- Goal of the exercise:
Look through the entries below and count the lines with the word "door" in them; give only the number.

────────────────────────────────────────

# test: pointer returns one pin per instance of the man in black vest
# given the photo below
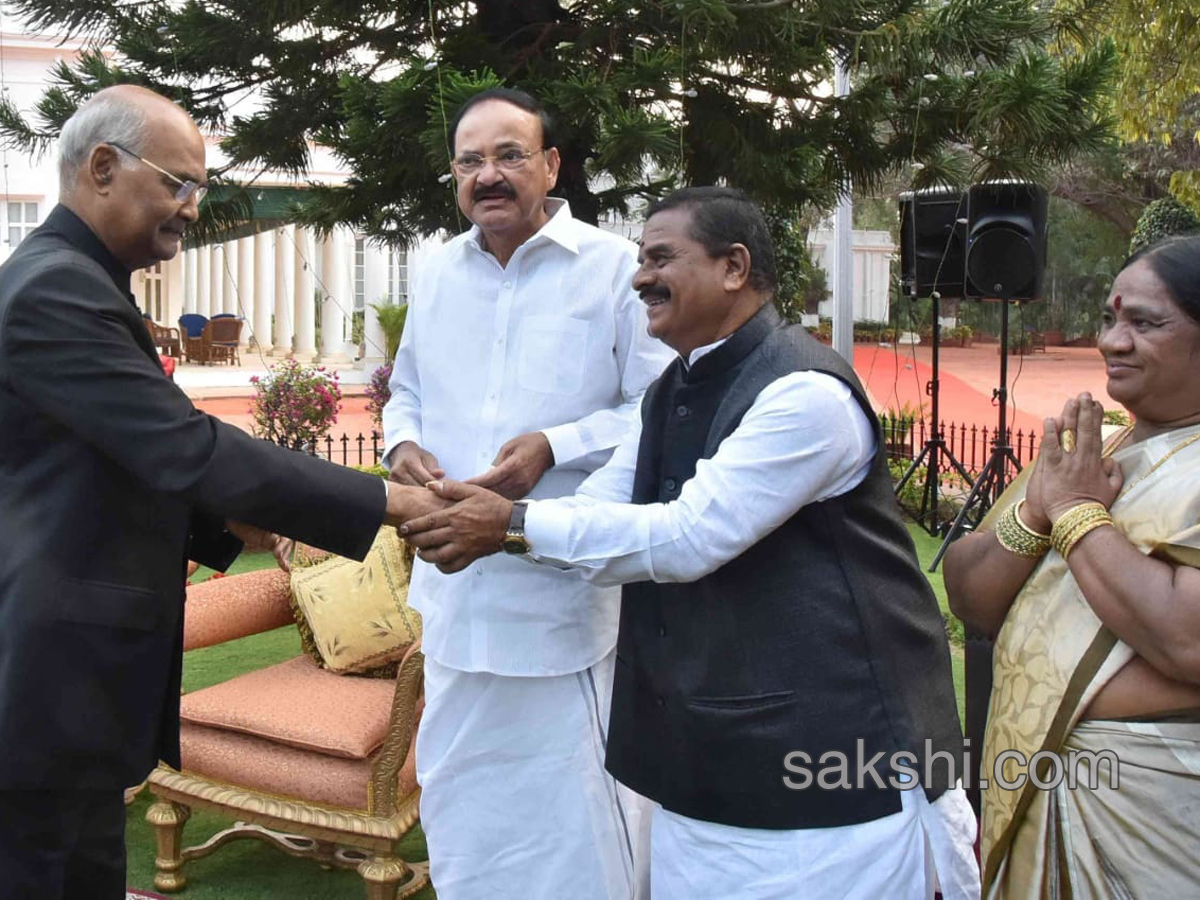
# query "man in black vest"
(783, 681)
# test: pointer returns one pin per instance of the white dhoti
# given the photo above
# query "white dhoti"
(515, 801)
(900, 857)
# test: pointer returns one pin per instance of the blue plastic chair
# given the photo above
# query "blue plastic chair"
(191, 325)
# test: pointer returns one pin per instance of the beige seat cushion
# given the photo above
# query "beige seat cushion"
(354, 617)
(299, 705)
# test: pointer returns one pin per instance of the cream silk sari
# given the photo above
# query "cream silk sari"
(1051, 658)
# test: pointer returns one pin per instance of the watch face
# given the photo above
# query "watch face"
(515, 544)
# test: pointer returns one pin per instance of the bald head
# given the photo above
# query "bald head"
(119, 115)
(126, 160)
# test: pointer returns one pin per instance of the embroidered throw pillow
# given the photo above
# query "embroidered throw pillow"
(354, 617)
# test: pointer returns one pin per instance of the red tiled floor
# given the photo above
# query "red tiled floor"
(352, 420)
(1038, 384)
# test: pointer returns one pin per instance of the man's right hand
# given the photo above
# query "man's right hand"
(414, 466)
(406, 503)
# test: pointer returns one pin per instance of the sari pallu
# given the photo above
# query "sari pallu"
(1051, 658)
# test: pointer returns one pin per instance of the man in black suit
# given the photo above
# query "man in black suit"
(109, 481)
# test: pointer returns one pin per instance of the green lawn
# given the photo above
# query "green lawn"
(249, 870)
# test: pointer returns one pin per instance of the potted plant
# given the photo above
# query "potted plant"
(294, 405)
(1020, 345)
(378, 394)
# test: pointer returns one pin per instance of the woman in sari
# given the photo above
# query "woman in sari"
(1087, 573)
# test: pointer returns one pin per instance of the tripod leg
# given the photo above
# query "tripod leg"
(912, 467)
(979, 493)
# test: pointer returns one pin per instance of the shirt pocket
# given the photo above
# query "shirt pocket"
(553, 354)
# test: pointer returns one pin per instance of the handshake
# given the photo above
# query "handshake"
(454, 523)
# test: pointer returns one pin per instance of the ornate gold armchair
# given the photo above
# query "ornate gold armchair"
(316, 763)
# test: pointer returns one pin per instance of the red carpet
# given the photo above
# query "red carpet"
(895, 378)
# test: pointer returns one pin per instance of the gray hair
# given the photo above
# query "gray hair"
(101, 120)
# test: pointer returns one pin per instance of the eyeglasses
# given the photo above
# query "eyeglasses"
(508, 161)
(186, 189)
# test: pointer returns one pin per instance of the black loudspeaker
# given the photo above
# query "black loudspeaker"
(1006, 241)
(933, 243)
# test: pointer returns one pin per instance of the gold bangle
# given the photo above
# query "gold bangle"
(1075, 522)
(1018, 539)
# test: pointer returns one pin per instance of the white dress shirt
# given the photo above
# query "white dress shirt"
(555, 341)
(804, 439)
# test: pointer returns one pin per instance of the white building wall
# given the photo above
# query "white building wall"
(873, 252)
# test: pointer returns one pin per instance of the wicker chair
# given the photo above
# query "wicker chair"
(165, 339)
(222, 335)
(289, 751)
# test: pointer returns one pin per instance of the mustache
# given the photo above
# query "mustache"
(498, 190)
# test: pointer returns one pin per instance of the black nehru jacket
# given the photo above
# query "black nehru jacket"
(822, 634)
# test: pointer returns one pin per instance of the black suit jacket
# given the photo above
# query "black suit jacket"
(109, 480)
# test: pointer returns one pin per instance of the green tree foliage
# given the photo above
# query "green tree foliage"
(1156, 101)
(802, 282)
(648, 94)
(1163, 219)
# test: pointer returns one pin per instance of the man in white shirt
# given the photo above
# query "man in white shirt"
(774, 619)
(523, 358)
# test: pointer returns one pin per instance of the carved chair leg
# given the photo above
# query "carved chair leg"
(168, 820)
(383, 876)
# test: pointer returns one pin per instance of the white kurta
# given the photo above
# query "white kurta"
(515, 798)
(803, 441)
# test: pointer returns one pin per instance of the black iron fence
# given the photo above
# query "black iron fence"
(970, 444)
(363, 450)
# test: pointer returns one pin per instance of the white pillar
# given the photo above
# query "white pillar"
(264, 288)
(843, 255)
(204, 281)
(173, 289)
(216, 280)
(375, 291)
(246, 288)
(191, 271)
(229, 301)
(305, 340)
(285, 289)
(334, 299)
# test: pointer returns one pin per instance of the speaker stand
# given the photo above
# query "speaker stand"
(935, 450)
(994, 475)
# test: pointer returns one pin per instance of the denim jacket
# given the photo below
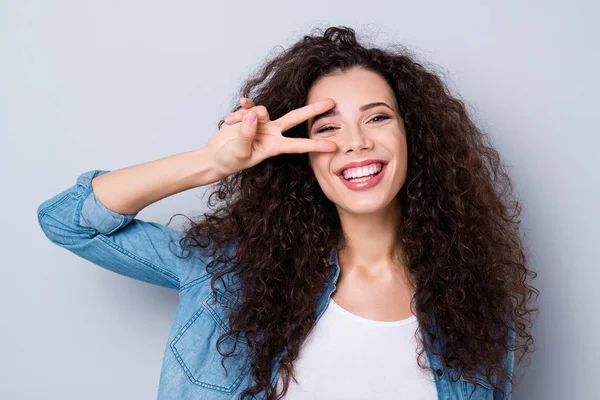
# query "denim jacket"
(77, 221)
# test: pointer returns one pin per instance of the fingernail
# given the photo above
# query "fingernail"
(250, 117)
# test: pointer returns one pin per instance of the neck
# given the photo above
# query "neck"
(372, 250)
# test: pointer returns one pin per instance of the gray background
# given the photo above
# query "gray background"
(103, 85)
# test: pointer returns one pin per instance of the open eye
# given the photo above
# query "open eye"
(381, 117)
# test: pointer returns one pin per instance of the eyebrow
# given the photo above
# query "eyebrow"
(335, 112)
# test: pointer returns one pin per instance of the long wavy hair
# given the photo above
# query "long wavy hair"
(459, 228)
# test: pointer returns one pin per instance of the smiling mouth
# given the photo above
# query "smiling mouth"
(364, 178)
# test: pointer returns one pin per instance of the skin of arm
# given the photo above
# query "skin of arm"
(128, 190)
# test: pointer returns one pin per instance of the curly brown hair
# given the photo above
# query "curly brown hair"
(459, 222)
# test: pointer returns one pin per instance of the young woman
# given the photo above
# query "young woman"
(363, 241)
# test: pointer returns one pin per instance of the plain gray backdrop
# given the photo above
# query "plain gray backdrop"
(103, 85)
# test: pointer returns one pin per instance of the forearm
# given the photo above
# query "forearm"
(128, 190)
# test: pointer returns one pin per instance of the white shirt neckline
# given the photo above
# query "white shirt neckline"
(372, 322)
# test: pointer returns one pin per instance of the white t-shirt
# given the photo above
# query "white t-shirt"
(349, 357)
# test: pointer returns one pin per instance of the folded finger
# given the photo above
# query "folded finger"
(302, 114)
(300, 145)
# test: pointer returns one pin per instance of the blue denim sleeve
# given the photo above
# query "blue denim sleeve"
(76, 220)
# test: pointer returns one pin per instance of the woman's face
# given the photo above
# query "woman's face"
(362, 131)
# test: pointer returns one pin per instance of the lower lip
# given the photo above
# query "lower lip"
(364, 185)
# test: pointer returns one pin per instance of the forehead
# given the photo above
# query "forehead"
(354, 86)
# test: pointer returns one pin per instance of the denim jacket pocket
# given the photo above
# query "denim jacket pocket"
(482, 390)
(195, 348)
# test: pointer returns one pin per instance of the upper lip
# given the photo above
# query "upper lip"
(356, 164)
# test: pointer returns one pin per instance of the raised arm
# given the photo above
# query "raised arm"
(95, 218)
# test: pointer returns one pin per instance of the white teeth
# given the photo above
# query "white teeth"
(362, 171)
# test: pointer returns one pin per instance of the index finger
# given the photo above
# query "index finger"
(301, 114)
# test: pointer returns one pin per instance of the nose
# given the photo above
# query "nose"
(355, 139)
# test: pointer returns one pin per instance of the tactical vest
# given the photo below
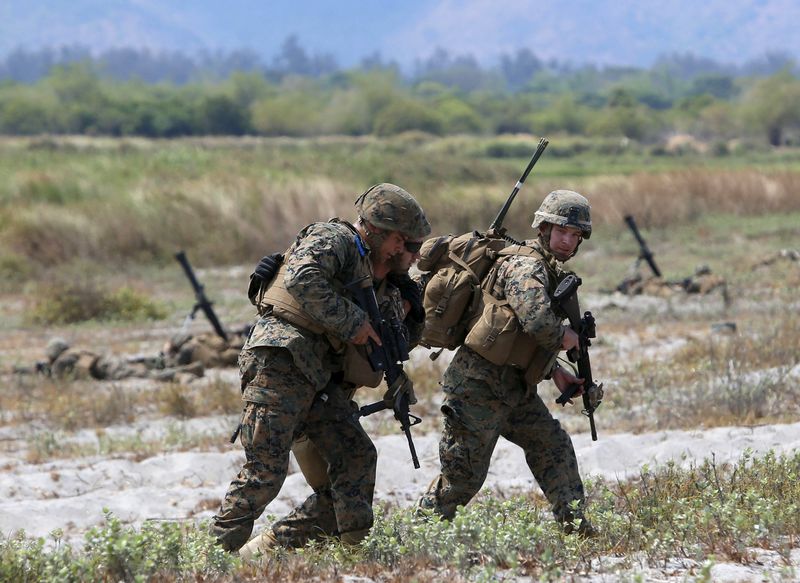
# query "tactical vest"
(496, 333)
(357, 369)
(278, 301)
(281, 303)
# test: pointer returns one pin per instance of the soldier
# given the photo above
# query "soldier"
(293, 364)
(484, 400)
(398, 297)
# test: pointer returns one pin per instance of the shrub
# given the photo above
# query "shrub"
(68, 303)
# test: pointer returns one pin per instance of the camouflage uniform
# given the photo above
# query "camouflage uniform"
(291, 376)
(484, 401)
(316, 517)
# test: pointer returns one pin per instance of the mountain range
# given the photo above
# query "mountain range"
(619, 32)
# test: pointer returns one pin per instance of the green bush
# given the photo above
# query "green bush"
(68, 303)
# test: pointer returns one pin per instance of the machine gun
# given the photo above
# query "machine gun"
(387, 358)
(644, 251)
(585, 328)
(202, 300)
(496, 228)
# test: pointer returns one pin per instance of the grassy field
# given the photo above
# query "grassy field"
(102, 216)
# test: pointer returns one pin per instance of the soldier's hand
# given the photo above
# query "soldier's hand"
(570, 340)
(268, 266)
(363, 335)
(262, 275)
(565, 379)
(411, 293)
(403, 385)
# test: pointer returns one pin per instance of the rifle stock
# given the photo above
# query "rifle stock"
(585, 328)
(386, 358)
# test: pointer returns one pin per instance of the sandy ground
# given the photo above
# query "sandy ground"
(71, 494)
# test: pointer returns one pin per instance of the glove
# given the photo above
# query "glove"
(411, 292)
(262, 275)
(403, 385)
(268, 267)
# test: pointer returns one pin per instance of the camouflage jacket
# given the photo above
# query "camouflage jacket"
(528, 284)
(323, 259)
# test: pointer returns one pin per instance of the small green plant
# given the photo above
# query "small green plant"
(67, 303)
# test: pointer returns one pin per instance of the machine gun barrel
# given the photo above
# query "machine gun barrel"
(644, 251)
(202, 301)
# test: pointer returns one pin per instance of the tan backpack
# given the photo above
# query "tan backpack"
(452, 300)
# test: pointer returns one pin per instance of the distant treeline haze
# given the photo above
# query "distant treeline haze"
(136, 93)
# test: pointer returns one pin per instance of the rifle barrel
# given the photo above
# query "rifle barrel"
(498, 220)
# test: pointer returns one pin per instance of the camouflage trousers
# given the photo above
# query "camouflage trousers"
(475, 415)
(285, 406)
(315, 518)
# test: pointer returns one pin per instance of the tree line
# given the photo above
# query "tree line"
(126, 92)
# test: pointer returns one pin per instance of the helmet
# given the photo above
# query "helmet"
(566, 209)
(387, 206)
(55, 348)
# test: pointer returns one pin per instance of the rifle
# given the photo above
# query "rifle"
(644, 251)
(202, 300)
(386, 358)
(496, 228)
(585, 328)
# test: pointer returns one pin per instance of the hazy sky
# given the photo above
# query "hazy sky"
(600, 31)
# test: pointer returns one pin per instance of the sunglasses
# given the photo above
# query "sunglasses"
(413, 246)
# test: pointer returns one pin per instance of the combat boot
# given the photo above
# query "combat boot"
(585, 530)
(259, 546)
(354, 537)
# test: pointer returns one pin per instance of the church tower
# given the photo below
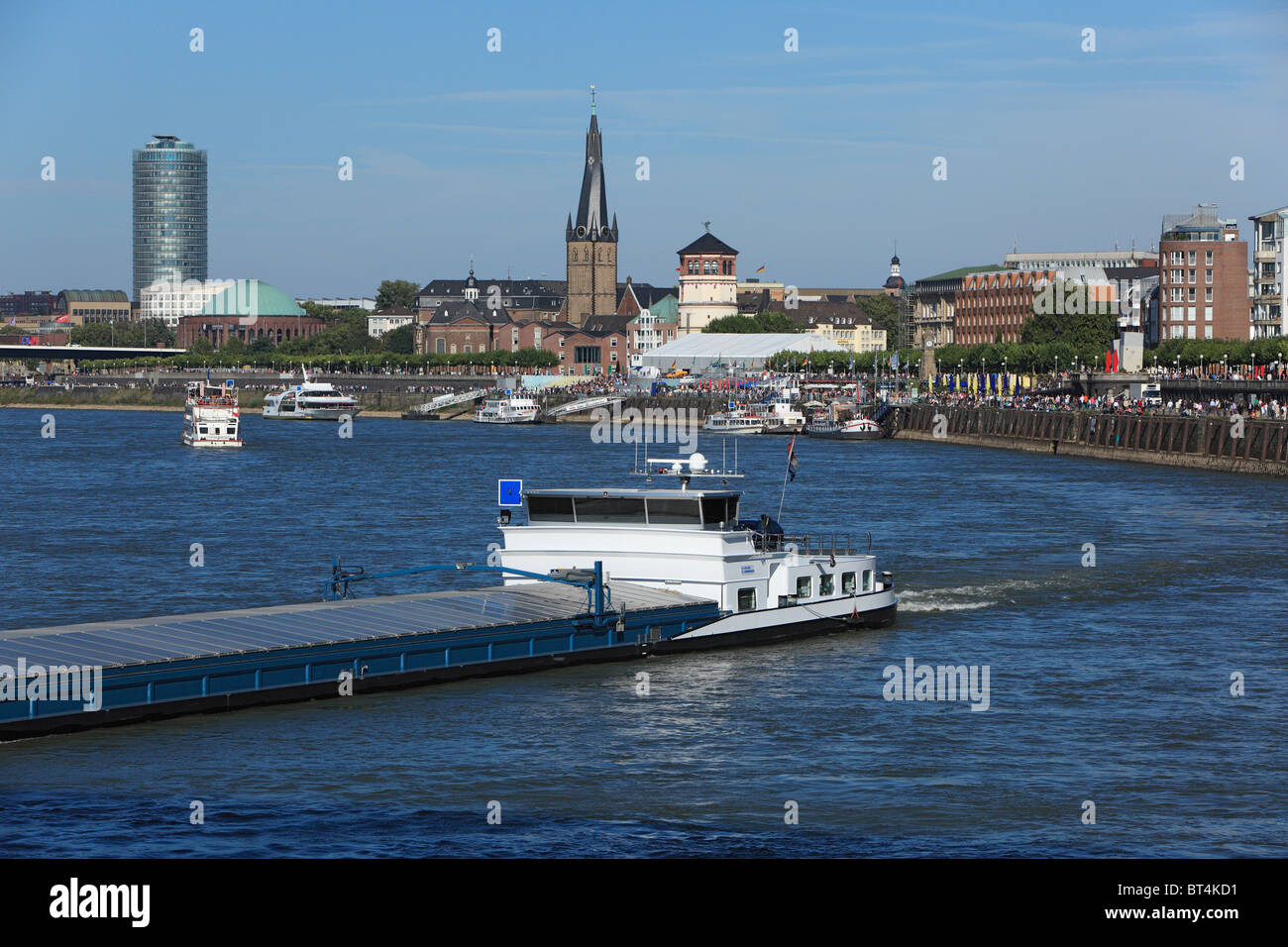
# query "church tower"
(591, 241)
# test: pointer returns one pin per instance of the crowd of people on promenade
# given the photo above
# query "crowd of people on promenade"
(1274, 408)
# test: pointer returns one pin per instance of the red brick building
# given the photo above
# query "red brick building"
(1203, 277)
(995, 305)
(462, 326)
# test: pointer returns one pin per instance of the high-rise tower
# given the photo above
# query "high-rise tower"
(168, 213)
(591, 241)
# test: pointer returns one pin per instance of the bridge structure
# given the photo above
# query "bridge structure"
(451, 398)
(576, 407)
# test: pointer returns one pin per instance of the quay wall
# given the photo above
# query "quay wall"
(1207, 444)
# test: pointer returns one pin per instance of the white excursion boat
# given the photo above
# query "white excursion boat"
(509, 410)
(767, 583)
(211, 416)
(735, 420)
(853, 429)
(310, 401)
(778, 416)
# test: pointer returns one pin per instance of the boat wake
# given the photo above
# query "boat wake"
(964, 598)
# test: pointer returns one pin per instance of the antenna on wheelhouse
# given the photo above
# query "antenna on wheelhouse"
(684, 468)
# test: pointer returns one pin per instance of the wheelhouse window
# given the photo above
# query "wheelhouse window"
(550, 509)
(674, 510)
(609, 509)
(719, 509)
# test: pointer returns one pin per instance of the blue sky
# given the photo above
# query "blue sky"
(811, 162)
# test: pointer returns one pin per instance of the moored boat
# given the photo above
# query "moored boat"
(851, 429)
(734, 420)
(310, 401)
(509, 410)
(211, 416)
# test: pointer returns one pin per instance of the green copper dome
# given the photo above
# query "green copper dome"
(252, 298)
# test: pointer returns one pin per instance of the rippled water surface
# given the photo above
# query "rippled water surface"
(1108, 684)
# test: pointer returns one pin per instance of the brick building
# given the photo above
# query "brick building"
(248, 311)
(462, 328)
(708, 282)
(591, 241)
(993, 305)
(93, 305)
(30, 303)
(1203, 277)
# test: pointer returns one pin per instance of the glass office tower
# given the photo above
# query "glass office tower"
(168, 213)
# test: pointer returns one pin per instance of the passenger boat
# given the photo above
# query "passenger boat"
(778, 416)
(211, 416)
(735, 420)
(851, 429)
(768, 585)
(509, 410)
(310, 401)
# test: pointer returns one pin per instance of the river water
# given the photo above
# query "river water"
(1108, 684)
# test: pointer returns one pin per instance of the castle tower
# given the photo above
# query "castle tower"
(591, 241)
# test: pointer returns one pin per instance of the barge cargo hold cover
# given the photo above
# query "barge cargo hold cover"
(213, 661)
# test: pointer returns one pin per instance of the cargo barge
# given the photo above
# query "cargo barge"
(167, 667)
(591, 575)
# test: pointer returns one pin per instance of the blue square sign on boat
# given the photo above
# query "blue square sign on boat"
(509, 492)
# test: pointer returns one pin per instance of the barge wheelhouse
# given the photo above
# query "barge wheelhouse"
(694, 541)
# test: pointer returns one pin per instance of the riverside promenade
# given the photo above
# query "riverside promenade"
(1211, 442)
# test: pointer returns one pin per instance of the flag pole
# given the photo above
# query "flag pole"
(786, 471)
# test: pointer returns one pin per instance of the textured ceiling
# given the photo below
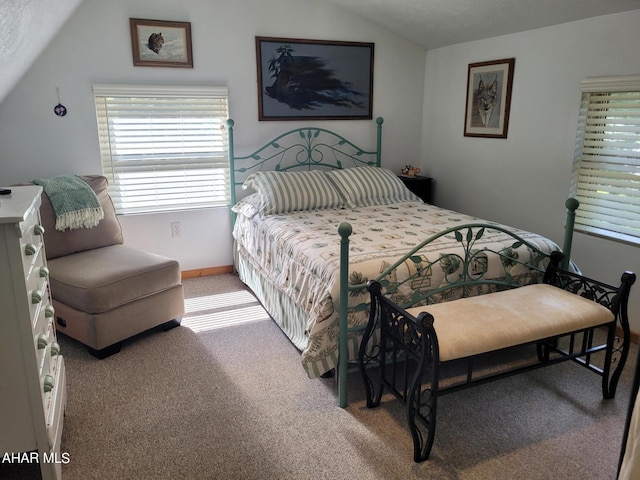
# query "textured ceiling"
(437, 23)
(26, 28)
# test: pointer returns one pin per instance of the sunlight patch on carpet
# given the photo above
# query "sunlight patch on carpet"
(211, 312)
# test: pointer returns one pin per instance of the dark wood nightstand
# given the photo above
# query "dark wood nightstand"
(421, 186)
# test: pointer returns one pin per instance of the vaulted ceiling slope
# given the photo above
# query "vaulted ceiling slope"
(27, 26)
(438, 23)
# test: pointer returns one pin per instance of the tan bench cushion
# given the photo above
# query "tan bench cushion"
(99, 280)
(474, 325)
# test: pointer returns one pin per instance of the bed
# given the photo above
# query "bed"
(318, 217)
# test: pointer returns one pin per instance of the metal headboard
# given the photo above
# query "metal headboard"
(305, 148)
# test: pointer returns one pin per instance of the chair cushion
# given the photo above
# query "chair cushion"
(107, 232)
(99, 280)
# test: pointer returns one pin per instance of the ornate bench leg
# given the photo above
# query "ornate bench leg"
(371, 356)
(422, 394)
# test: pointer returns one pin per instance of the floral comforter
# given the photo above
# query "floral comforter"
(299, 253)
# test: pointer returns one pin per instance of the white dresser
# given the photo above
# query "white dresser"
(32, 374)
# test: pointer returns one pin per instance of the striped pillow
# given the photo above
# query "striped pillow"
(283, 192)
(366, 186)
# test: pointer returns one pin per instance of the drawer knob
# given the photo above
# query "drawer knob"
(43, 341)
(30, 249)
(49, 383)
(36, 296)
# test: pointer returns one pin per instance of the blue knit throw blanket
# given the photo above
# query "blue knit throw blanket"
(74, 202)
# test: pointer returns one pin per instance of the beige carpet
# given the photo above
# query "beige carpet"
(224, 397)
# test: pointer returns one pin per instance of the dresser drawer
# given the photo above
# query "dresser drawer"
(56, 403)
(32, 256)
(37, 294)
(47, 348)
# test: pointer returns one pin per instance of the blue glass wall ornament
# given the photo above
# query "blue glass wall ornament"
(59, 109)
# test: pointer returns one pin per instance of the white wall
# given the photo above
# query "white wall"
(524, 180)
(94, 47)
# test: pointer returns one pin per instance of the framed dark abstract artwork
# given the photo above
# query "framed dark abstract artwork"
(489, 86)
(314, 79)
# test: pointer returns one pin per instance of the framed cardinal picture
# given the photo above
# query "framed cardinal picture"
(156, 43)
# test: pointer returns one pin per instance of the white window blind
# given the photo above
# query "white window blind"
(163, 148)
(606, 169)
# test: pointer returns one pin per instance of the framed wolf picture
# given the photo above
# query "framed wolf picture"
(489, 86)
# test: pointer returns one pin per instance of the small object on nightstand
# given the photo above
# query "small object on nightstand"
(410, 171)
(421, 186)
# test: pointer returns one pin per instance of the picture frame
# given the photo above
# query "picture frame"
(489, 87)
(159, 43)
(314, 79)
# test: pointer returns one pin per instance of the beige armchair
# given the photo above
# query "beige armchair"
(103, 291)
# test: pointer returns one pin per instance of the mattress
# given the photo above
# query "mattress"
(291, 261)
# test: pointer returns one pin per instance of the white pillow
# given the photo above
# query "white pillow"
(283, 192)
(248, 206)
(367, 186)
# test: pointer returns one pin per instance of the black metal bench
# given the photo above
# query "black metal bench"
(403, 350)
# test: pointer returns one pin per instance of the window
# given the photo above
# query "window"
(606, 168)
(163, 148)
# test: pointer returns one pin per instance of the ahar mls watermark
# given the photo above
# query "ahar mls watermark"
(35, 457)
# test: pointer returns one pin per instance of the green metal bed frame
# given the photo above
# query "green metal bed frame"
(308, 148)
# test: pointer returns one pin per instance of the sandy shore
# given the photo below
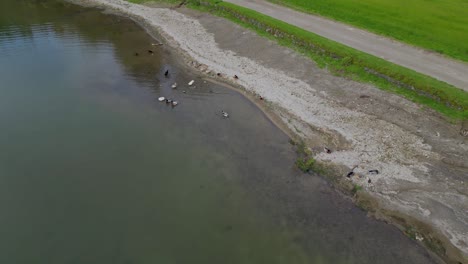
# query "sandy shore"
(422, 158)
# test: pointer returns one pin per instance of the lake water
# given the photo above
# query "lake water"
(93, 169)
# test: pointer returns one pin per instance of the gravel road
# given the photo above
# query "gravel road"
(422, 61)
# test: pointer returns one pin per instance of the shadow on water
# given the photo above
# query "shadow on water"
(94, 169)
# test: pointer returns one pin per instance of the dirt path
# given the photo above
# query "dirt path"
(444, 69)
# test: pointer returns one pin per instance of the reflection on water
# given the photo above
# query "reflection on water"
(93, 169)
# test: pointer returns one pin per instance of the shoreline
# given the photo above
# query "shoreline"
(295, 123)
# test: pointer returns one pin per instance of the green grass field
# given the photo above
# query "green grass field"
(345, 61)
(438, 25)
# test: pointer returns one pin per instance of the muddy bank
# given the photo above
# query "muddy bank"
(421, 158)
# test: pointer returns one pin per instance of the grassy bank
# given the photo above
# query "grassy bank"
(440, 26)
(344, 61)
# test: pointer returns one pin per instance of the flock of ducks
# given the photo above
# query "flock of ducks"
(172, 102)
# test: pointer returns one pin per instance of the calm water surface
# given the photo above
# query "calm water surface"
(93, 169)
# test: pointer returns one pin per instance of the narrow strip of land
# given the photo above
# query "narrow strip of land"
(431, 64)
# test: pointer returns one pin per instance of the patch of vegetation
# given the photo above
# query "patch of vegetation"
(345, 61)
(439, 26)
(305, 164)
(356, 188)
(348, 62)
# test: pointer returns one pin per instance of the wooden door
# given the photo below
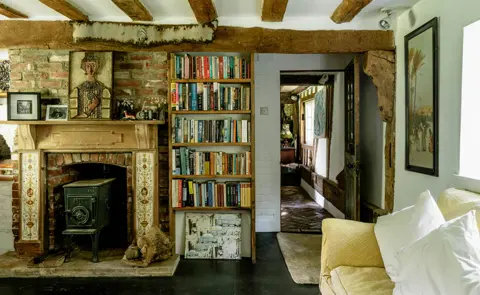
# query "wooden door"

────────────────────────────────────────

- Response:
2